§ Given request a: How many lines in the entries below contain the string "street"? Case counts. Give only the number.

§ Selection:
****

That got me started, and I was off and running through the use of another of Anne's techniques. Shitty first drafts. But that's another topic.

Drink from the Creative Well in Moderation

While replenishing the creative well is important, I've learned the activity is best done in moderation. Now, back to my deadline…

When The Muse Is Gone
By
Betty Hanawa

What do you do when the muse is gone? When everything you write is drivel? When you'd rather clean the cat box than write? How do you cope when the voices in your head go mute?

Read

Telling a writer to read seems ridiculous, but we all tend to ignore reading when we're writing. Don't, absolutely don't, read to analyze a book to its bones of what works and what doesn't. Read for joy. Reading gets you back into the reason why you wanted to be a writer. Read outside of the genre you write in. Discover mysteries, browse science fiction, and when was the last time you prowled through philosophy or poetry or religion?

New Hobby

Learn a new hobby. A couple of Debbie Macomber's books featuring a yarn shop and then a chick lit about three friends who met for a weekly knitting circle sparked my interest into learning how to knit. A trip to Wal-Mart provided a "teach yourself" book. Being an expert in crochet, my mind has to think differently to knit. But I've started on a scarf and now have a character who is learning to knit.

Eat Healthy

Eat properly: Contrary to popular belief, the Muse really doesn't live by chocolate alone. Eating healthy food in controlled portions make you feel better physically, which helps emotionally.

Exercise

Add to this: Exercise: a thirty minute walk blows out the cobwebs, gets the lungs breathing deeply, has the heart pumping, and relieves stress. If you can't do thirty minutes, do fifteen in the morning and fifteen in the evening. Do something.

Just Write

Show up to write: But I can't think of anything to write and all I write is drivel anyway. So what? Have someone give you five random words and write something with those words in it. Set a must-not-be-missed deadline and keep it. Set a timer and write for thirty minutes. Tell yourself you have to write one page, that's 250 words, in your story a day. Don't make it the next scene. Give yourself the freedom to write whatever scene you want.

Don't beat yourself up over your writing or lack thereof. Don't let it stress you. Balance the body with good food and exercise. Balance the mind with reading and hobbies. Show up with a minimum daily writing goal.

To quote author Jack London:

"The proper function of man is to live, not to exist. I shall not waste my days in trying to prolong them. I shall use my time."

Jack London also said:

"You can't wait for inspiration. You have to go after it with a club."

How are you planning to spend the rest of this calendar year? Just exist and prolong the days? Or are you going use your time to hunt down that Muse, pry it off its chocolate-widening rear end, and force it back to doing what you enjoy, like writing about the voices in your head? You have to admit: writing really does beat cleaning the cat's box.

Authors
Start Your Computers!

NaNoWriMo is coming!
By Shayla Kersten

Fall has arrived-crisp mornings, trees shedding leaves and "the summer is over" doldrums. With the impending approach of winter and the fuss of the holidays, sometimes our muses decide to take a hike. A great way to drag the old biddy back is NaNoWriMo.

National Novel Writing Month starts on November 1st. For thirty days, writers from around the world compete against themselves, with a little friendly competition and support from others, to write a 50,000 word novel.

****

§ Given request b: Quote the passage from the writing-advice text above, starting with "Learn a new" and going on through "evening. Do something.".

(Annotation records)
****

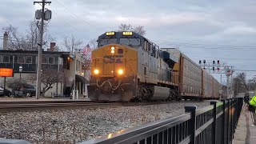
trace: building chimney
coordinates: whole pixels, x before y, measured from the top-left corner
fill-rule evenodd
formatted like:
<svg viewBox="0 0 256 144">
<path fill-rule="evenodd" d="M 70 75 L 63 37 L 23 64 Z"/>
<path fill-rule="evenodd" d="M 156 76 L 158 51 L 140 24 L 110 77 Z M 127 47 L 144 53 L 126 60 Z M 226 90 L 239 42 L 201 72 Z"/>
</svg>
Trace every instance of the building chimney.
<svg viewBox="0 0 256 144">
<path fill-rule="evenodd" d="M 54 51 L 55 45 L 56 45 L 56 42 L 50 42 L 50 51 Z"/>
<path fill-rule="evenodd" d="M 3 42 L 2 42 L 2 49 L 7 50 L 7 44 L 8 44 L 8 34 L 7 31 L 5 31 L 3 34 Z"/>
</svg>

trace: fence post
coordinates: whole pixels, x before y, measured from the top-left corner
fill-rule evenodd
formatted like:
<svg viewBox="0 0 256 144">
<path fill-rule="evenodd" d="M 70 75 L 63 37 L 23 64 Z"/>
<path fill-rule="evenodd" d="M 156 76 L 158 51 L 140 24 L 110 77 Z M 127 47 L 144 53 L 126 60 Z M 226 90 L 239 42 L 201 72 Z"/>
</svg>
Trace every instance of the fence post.
<svg viewBox="0 0 256 144">
<path fill-rule="evenodd" d="M 227 137 L 227 143 L 230 143 L 230 99 L 227 99 L 227 130 L 226 130 L 226 137 Z"/>
<path fill-rule="evenodd" d="M 213 118 L 214 122 L 212 123 L 212 129 L 211 129 L 211 133 L 212 133 L 212 143 L 216 144 L 216 115 L 217 115 L 217 108 L 216 108 L 216 102 L 210 102 L 210 105 L 214 106 L 214 110 L 213 110 Z"/>
<path fill-rule="evenodd" d="M 190 128 L 189 129 L 191 141 L 190 144 L 195 143 L 195 110 L 197 109 L 196 106 L 185 106 L 185 113 L 190 113 L 191 114 L 191 119 L 190 119 Z"/>
<path fill-rule="evenodd" d="M 223 144 L 226 144 L 226 100 L 225 99 L 222 99 L 222 102 L 223 102 L 223 115 L 222 115 L 222 143 Z"/>
</svg>

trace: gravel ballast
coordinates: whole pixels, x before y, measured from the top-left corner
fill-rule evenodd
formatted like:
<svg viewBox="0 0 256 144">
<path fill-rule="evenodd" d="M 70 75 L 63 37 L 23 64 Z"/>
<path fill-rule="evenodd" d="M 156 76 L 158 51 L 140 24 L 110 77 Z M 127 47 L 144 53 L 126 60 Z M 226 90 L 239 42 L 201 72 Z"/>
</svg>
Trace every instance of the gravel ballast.
<svg viewBox="0 0 256 144">
<path fill-rule="evenodd" d="M 184 114 L 185 106 L 198 109 L 210 102 L 174 102 L 166 104 L 97 109 L 62 109 L 0 114 L 0 138 L 33 143 L 79 142 L 143 123 Z"/>
</svg>

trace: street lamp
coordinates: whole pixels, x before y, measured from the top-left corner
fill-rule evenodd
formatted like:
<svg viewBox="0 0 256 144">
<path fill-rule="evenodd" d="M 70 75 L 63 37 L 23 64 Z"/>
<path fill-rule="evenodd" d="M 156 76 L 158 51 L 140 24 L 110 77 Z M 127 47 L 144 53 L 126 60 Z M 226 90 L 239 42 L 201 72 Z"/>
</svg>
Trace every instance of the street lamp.
<svg viewBox="0 0 256 144">
<path fill-rule="evenodd" d="M 21 82 L 22 81 L 22 66 L 20 66 L 18 67 L 18 72 L 19 72 L 19 81 Z"/>
</svg>

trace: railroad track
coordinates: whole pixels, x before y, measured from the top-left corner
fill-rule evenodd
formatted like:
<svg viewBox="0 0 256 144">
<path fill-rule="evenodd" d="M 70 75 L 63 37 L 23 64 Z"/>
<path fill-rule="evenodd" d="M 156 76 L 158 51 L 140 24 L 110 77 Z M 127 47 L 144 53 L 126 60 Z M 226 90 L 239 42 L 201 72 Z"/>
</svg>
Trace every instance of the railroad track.
<svg viewBox="0 0 256 144">
<path fill-rule="evenodd" d="M 157 105 L 175 102 L 187 102 L 190 101 L 176 102 L 97 102 L 93 101 L 13 101 L 0 102 L 0 111 L 10 110 L 34 110 L 40 109 L 66 109 L 66 108 L 106 108 L 106 106 L 134 106 L 145 105 Z M 193 101 L 197 102 L 197 101 Z"/>
</svg>

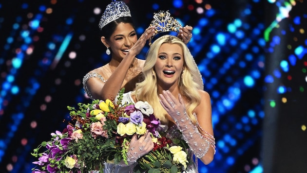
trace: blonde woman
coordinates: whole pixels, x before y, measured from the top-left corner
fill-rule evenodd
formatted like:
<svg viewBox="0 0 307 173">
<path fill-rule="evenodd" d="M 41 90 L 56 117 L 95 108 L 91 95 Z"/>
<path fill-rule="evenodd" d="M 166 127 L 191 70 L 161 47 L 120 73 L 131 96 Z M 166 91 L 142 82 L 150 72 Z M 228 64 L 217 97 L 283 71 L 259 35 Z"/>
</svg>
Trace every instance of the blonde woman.
<svg viewBox="0 0 307 173">
<path fill-rule="evenodd" d="M 210 95 L 198 89 L 193 79 L 199 75 L 186 45 L 175 36 L 162 36 L 149 50 L 143 81 L 136 84 L 135 90 L 124 94 L 123 102 L 148 102 L 156 118 L 168 126 L 167 132 L 179 129 L 192 154 L 208 164 L 215 154 L 215 139 Z M 141 142 L 138 144 L 146 143 Z M 131 144 L 130 148 L 138 146 Z M 187 172 L 197 172 L 197 167 L 188 168 Z"/>
</svg>

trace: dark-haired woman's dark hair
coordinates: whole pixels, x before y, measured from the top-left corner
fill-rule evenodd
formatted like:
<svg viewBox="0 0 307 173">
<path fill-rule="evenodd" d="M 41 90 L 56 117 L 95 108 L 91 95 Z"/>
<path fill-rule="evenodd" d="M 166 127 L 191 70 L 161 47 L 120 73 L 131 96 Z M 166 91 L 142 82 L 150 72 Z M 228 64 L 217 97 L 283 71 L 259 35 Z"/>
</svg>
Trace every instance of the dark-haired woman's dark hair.
<svg viewBox="0 0 307 173">
<path fill-rule="evenodd" d="M 131 17 L 121 17 L 115 20 L 112 21 L 104 26 L 100 31 L 100 36 L 104 36 L 107 40 L 110 40 L 111 35 L 113 34 L 117 27 L 117 25 L 122 22 L 124 23 L 130 23 L 131 25 L 132 25 L 132 27 L 134 28 L 134 25 L 133 24 Z"/>
</svg>

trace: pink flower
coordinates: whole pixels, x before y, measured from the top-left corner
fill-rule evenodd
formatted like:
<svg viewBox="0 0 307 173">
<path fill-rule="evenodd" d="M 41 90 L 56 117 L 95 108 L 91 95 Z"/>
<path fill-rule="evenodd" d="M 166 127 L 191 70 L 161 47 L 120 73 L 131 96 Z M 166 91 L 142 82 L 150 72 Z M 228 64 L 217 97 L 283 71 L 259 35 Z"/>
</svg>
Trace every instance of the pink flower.
<svg viewBox="0 0 307 173">
<path fill-rule="evenodd" d="M 83 138 L 83 134 L 82 133 L 82 130 L 78 129 L 74 131 L 72 134 L 71 138 L 76 140 L 76 142 L 78 141 L 78 139 L 82 139 Z"/>
<path fill-rule="evenodd" d="M 97 136 L 108 138 L 107 131 L 103 130 L 102 126 L 102 124 L 99 121 L 93 122 L 91 124 L 91 132 L 94 138 L 96 139 Z"/>
</svg>

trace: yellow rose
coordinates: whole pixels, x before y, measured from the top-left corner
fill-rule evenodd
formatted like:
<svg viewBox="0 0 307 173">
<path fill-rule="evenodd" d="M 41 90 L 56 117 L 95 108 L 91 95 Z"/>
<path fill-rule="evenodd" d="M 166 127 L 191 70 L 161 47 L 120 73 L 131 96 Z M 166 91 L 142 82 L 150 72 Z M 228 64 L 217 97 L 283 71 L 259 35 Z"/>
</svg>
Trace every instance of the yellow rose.
<svg viewBox="0 0 307 173">
<path fill-rule="evenodd" d="M 77 133 L 82 133 L 82 130 L 81 129 L 78 129 L 78 130 L 75 131 L 74 132 Z"/>
<path fill-rule="evenodd" d="M 95 116 L 96 115 L 98 115 L 98 114 L 103 112 L 103 111 L 100 109 L 93 109 L 91 111 L 90 114 L 91 114 L 92 116 Z"/>
<path fill-rule="evenodd" d="M 122 122 L 119 122 L 118 125 L 117 125 L 117 133 L 122 137 L 126 134 L 125 129 L 126 125 Z"/>
<path fill-rule="evenodd" d="M 142 126 L 136 126 L 136 134 L 138 135 L 143 135 L 146 132 L 146 123 L 142 122 Z"/>
<path fill-rule="evenodd" d="M 154 143 L 158 143 L 158 138 L 154 138 L 152 139 L 152 141 Z"/>
<path fill-rule="evenodd" d="M 110 112 L 110 109 L 109 109 L 109 106 L 105 102 L 102 101 L 99 104 L 99 108 L 105 112 Z"/>
<path fill-rule="evenodd" d="M 189 161 L 187 160 L 187 153 L 183 151 L 180 151 L 174 154 L 173 160 L 177 163 L 181 164 L 187 169 L 187 163 Z"/>
<path fill-rule="evenodd" d="M 114 104 L 113 104 L 113 102 L 112 102 L 112 101 L 111 101 L 111 100 L 107 99 L 106 100 L 106 104 L 107 104 L 107 105 L 108 105 L 114 108 Z"/>
<path fill-rule="evenodd" d="M 112 164 L 114 164 L 115 162 L 114 162 L 114 159 L 112 160 L 110 160 L 109 159 L 107 159 L 107 161 L 106 162 L 107 163 L 112 163 Z"/>
<path fill-rule="evenodd" d="M 103 117 L 104 117 L 104 115 L 102 114 L 102 113 L 99 113 L 97 114 L 96 116 L 95 117 L 96 119 L 99 121 L 100 120 L 100 119 L 101 119 L 102 118 L 103 118 Z"/>
<path fill-rule="evenodd" d="M 73 169 L 76 164 L 76 160 L 71 157 L 67 157 L 64 162 L 65 166 L 69 169 Z"/>
<path fill-rule="evenodd" d="M 169 150 L 171 153 L 173 155 L 181 151 L 182 147 L 179 147 L 179 146 L 173 146 L 173 147 L 171 147 Z"/>
<path fill-rule="evenodd" d="M 136 132 L 136 125 L 131 122 L 126 124 L 126 134 L 132 135 Z"/>
</svg>

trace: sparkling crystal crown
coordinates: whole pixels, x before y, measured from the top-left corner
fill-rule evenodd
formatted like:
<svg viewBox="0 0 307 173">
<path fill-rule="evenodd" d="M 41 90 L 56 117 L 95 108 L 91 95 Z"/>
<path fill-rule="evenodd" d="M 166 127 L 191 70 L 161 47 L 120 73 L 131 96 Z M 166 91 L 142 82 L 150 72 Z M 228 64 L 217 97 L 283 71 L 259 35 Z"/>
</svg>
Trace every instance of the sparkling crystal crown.
<svg viewBox="0 0 307 173">
<path fill-rule="evenodd" d="M 154 20 L 150 26 L 155 27 L 154 35 L 149 39 L 149 45 L 152 44 L 152 40 L 159 33 L 166 32 L 175 32 L 179 33 L 181 24 L 177 20 L 171 16 L 169 11 L 164 12 L 160 11 L 154 14 Z"/>
<path fill-rule="evenodd" d="M 112 0 L 112 2 L 107 6 L 101 16 L 99 22 L 99 28 L 101 30 L 108 23 L 119 17 L 131 17 L 128 6 L 122 1 Z"/>
</svg>

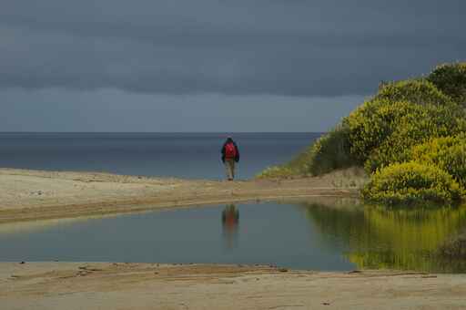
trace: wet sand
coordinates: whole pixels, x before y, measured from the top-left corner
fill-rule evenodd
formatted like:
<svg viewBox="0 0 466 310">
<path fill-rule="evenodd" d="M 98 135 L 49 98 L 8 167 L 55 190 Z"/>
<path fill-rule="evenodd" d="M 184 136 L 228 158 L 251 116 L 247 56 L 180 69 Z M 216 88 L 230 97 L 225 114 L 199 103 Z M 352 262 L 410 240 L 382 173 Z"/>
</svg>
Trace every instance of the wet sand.
<svg viewBox="0 0 466 310">
<path fill-rule="evenodd" d="M 466 309 L 466 277 L 273 266 L 0 263 L 2 309 Z"/>
<path fill-rule="evenodd" d="M 365 181 L 357 170 L 230 182 L 0 169 L 0 223 L 249 201 L 355 197 Z"/>
</svg>

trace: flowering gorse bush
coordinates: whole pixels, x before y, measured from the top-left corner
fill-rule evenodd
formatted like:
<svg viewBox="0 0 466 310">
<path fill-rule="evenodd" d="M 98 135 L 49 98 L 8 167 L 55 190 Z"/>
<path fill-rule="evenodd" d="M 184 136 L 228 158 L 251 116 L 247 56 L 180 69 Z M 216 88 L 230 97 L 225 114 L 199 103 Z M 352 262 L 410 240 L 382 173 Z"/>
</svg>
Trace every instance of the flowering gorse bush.
<svg viewBox="0 0 466 310">
<path fill-rule="evenodd" d="M 370 202 L 385 204 L 451 203 L 461 197 L 460 185 L 437 166 L 394 163 L 377 170 L 361 191 Z"/>
</svg>

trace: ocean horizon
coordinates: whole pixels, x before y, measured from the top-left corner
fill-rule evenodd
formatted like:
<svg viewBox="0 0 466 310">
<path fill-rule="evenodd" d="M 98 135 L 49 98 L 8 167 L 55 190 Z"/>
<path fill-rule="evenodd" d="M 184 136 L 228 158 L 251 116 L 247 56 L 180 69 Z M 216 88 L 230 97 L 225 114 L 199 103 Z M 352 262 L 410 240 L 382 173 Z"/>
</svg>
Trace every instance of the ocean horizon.
<svg viewBox="0 0 466 310">
<path fill-rule="evenodd" d="M 186 179 L 224 178 L 220 148 L 237 141 L 238 178 L 291 160 L 321 132 L 0 132 L 0 167 Z"/>
</svg>

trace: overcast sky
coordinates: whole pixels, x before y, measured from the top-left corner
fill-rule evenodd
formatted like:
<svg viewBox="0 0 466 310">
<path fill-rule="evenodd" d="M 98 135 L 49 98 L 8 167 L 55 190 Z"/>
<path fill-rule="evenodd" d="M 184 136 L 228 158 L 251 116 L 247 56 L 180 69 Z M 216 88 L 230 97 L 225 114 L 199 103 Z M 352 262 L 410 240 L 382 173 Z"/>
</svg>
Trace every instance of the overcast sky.
<svg viewBox="0 0 466 310">
<path fill-rule="evenodd" d="M 466 59 L 466 1 L 2 0 L 0 131 L 323 131 Z"/>
</svg>

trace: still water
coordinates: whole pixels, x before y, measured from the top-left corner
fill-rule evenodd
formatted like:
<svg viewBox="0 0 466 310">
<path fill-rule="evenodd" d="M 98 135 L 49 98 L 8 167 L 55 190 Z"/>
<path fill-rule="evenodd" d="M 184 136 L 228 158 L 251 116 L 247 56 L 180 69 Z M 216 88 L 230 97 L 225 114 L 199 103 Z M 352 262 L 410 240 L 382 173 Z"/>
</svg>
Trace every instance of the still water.
<svg viewBox="0 0 466 310">
<path fill-rule="evenodd" d="M 466 207 L 385 210 L 350 200 L 249 203 L 0 225 L 0 261 L 273 264 L 464 273 L 436 254 Z"/>
</svg>

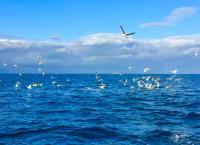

****

§ Worked answer a: 2

§ Worked answer b:
Learn a new hobby. A couple of Debbie Macomber's books featuring a yarn shop and then a chick lit about three friends who met for a weekly knitting circle sparked my interest into learning how to knit. A trip to Wal-Mart provided a "teach yourself" book. Being an expert in crochet, my mind has to think differently to knit. But I've started on a scarf and now have a character who is learning to knit.

Eat Healthy

Eat properly: Contrary to popular belief, the Muse really doesn't live by chocolate alone. Eating healthy food in controlled portions make you feel better physically, which helps emotionally.

Exercise

Add to this: Exercise: a thirty minute walk blows out the cobwebs, gets the lungs breathing deeply, has the heart pumping, and relieves stress. If you can't do thirty minutes, do fifteen in the morning and fifteen in the evening. Do something.